• **DATA IN THIS EXERCISE**
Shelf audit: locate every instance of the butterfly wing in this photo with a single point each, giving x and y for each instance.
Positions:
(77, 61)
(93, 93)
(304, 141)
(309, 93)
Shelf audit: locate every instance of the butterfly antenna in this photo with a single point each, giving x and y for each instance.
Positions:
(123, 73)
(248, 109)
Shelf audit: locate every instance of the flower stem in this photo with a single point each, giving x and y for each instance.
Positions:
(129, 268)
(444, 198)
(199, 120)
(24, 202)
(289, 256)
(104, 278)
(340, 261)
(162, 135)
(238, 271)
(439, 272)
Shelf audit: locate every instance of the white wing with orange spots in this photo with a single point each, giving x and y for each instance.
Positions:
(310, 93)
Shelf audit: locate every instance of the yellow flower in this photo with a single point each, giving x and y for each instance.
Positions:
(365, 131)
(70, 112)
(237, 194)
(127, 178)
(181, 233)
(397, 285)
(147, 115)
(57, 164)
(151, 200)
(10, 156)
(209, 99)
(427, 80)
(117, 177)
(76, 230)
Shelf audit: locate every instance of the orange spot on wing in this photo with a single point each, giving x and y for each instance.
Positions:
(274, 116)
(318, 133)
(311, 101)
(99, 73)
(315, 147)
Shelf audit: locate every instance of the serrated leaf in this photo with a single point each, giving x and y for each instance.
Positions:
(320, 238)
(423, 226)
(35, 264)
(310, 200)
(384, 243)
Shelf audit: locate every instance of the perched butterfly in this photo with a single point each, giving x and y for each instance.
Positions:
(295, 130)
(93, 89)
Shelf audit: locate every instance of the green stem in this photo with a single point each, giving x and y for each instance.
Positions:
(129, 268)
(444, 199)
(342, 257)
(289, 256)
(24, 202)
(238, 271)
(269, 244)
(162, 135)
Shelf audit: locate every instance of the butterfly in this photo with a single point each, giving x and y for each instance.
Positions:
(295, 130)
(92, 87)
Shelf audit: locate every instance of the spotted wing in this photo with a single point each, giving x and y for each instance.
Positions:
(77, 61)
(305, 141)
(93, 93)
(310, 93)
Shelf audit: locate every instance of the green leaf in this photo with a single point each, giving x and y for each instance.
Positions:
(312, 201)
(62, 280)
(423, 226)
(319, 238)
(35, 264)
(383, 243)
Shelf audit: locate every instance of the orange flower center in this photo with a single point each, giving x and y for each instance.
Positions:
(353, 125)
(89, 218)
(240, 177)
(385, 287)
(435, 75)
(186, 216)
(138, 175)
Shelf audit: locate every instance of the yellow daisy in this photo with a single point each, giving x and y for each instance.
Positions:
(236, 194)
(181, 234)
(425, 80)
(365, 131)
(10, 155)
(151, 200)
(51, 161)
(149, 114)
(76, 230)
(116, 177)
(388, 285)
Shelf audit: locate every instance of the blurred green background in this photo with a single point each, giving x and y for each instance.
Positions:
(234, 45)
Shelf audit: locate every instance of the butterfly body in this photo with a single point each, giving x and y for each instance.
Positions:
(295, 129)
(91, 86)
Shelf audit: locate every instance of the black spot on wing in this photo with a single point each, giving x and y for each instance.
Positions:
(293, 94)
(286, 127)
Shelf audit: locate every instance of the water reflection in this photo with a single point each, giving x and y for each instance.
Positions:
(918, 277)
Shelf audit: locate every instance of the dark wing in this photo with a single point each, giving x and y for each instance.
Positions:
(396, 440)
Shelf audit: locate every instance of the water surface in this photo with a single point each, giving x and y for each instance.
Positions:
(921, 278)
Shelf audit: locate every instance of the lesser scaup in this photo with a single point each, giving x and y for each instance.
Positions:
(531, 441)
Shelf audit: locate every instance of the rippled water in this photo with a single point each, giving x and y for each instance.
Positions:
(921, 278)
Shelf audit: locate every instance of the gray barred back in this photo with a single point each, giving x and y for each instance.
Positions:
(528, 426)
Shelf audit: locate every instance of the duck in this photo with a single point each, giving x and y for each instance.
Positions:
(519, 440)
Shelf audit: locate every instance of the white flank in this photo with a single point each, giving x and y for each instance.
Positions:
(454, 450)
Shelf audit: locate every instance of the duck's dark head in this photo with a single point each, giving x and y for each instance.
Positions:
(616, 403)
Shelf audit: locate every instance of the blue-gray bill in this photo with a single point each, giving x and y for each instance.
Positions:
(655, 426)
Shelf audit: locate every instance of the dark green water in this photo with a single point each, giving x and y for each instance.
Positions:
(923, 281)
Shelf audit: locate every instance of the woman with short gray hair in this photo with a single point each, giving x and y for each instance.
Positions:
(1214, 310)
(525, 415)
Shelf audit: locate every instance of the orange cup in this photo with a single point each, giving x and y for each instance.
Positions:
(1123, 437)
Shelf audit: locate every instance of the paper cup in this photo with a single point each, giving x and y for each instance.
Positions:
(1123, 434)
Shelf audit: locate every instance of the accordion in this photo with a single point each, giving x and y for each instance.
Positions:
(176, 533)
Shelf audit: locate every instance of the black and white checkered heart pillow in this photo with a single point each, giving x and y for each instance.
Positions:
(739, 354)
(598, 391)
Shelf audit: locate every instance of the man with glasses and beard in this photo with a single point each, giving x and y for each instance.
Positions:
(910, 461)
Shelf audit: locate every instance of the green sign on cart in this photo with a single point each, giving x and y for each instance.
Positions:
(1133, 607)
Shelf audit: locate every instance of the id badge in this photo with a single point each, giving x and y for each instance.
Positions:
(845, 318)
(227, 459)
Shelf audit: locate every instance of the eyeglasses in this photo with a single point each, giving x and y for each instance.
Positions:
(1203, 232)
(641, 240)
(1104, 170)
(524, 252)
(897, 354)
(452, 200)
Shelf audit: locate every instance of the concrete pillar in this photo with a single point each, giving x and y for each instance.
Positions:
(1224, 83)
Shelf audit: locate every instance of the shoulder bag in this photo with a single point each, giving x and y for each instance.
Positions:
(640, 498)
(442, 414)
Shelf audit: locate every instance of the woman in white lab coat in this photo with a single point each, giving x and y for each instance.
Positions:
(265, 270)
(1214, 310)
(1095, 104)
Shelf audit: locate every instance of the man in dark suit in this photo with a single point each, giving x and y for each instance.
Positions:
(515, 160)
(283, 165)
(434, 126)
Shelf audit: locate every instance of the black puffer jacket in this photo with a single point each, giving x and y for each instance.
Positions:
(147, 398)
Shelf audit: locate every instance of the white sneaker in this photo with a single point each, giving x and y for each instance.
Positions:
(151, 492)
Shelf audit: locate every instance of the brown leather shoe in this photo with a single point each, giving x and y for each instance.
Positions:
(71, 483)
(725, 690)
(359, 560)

• **ABOUT THIS EXERCISE**
Retype each entry exactly, missing none.

• **EXERCISE SOLUTION**
Shelf audit: locate every instance of the butterfly wing in this photo with a single point each, giving x and y for each instance.
Positions:
(77, 61)
(93, 93)
(304, 141)
(309, 93)
Shelf audit: locate every instance of the butterfly antenna in this photo with a single point each, giving x and y for each instance.
Positions:
(123, 73)
(248, 109)
Shelf audit: locate every instance of the flower stem in this photo with a single point each, giving x and y for each instance.
Positions:
(129, 268)
(444, 198)
(199, 120)
(24, 202)
(289, 256)
(104, 278)
(340, 261)
(162, 135)
(238, 271)
(439, 272)
Shelf audit: locate every instance of the white wing with orange spots in this photo with a single point each, giving x and y for each instance.
Positions:
(310, 93)
Shelf audit: locate every instance of the yellow flower in this photo with a single point each, giving x and y for each instance.
Positions:
(365, 131)
(70, 112)
(237, 194)
(127, 178)
(181, 233)
(397, 285)
(147, 115)
(57, 164)
(151, 200)
(10, 156)
(209, 99)
(427, 80)
(117, 177)
(76, 230)
Shelf audit: locate every instance of the orange spot on wing in this photo with a single point each, giving x and y for each instance.
Positions:
(274, 116)
(318, 133)
(311, 101)
(99, 73)
(315, 147)
Shelf audit: locate every instance of the serrated leaf in this photo with a single point each, giving x and y for each instance.
Positions:
(320, 238)
(423, 226)
(35, 264)
(310, 200)
(384, 243)
Shelf audit: locate every instance of the perched butterfly in this photo with a single point each, giving x and y for each instance.
Positions:
(295, 130)
(93, 89)
Shelf audit: locate every instance of the green stem in this photo with a single point each, giving x and y for each instance.
Positions:
(129, 268)
(444, 199)
(342, 257)
(289, 256)
(24, 202)
(238, 271)
(269, 244)
(162, 135)
Shelf audit: locate every instance of the butterfly in this photo with a single point each, giving x and y for each instance.
Positions:
(295, 130)
(92, 87)
Shelf audit: locate every instance of the spotted wing in this photo with a single point each, giving x and y for each instance.
Positions:
(77, 61)
(305, 141)
(93, 93)
(310, 93)
Shelf audit: locate every instance of the green leaf in this photo with a single point each, giving x and y for each instance.
Positions:
(312, 201)
(62, 280)
(423, 226)
(319, 238)
(35, 264)
(383, 243)
Shelf audit: locate every instance of the orange flower center in this photo with a single point each, giving x and y for each instance.
Positions:
(353, 125)
(89, 218)
(240, 177)
(385, 287)
(435, 75)
(186, 216)
(138, 175)
Shelf audit: locate every instance of the yellow daisy in this photo with a single point each, giving x and y for each instance.
Positions:
(236, 194)
(181, 234)
(425, 80)
(365, 131)
(10, 155)
(151, 200)
(51, 161)
(149, 114)
(76, 230)
(116, 177)
(388, 285)
Shelf audit: locate every instance of the blurred green background in this photo with a single point each, giving x and y for each instance.
Positions:
(234, 45)
Shelf audit: locate every instance of the butterfly body in this photo with a single point each, giving x and y for each instance.
Positions:
(295, 129)
(91, 86)
Shelf audit: locate every instance of the black spot on wing in this photo with a single point each, giving x and y for each instance.
Positions:
(293, 94)
(286, 127)
Shelf audit: locate every instance of the water reflection in this photo with a single point each, giving x and y for each instance.
Positions:
(918, 277)
Shelf audit: locate every instance of the dark wing in this photo with a single point each, giving x and y for each instance.
Positions:
(396, 440)
Shelf audit: locate every instance of the water surface in this photo with a single point each, giving x and y for each instance.
Positions:
(921, 278)
Shelf audit: locate every instance of the lesser scaup in this photo with a single point each, giving x and y for each instance.
Positions:
(531, 441)
Shelf audit: locate every instance of the rippled water in this photo with a single point each, giving x and y for each instance.
Positions:
(921, 278)
Shelf audit: locate every instance of the gray barred back in this photo with a single point each, giving x and y for each instance.
Positions:
(528, 426)
Shelf audit: locate every instance of the duck in this photo with a single point each, giving x and y for each instance.
Positions:
(519, 440)
Shelf audit: locate every instance of the white flank in this photo with a single point each, giving x and y for each instance.
Positions:
(454, 450)
Shelf audit: locate every instance of the duck's dark head in this photo with a single point each, giving x and y for each instance.
Positions:
(616, 403)
Shelf audit: locate every instance of the blue-gray bill in this photo with a single point each, giving x and y for each instance.
Positions:
(655, 426)
Shelf audit: locate every instance of the dark green water in this photo with a single point each, giving x and y for each instance.
Positions:
(923, 281)
Shelf audit: locate every instance of the woman with short gray hair in this photo with a single point each, giving x and y for each instance.
Positions:
(1214, 310)
(525, 415)
Shelf audit: locate every instance of the orange cup in this photo with a single point each, giving x and y for each instance.
Positions:
(1123, 437)
Shelf audit: locate every instance of the paper cup in this photo with a single point each, giving x and y for each instance.
Positions:
(1123, 434)
Shelf audit: locate every instance of the accordion in this photo with a single point each, giving x and y for each instance.
Positions:
(176, 533)
Shelf audit: locate every instance of the black and white checkered heart pillow in this photo with a single point each, giving x and y for each instance.
Positions:
(739, 354)
(598, 391)
Shelf audit: locate every instance of the man with glasses and beard in this photo with a single point each, giving x and y for each instance.
Positions:
(910, 461)
Shelf audit: locate every instance of the green sign on cart in this photo with a single point each, giving x and y for each instance.
Positions:
(1133, 607)
Shelf audit: locate every instance of the id badge in this photo with a single point each, giving x and y for each instance.
Positions:
(845, 318)
(227, 459)
Shelf audit: locate every instance of the eyeglasses in this photo with a single point each, giving x and y for each instance.
Positions:
(1203, 232)
(641, 240)
(1104, 170)
(524, 252)
(897, 354)
(452, 200)
Shelf audit: locate every instance of the concrete pillar in this photo with a single point each, giving x and y for each instance.
Positions:
(1224, 83)
Shelf audit: locate every instance of the shoulder bag in this photo with a single point each, giving x and y for each instance.
Positions:
(640, 498)
(442, 414)
Shelf audit: locate every instance of the woman in white lab coat in this photo with a single point each, giving x and y for each instance.
Positions:
(265, 270)
(1214, 310)
(1095, 104)
Shelf audit: locate every instance of the man in dark suit in this photo with a single point each, giving x and y for each instance.
Positions:
(515, 160)
(283, 165)
(434, 126)
Shelf audit: locate every instance of the black puffer jacket in this photo with a single point each, giving x and y for each instance.
Positions:
(147, 398)
Shelf audit: locate every instance of the white sneaker in this photo with a single point each, giving x and y for each instance.
Positions:
(151, 492)
Shelf audit: locate every instance of the brown leather shoe in this photo with a single point each, giving x and y for each instance.
Positions:
(71, 483)
(725, 690)
(359, 560)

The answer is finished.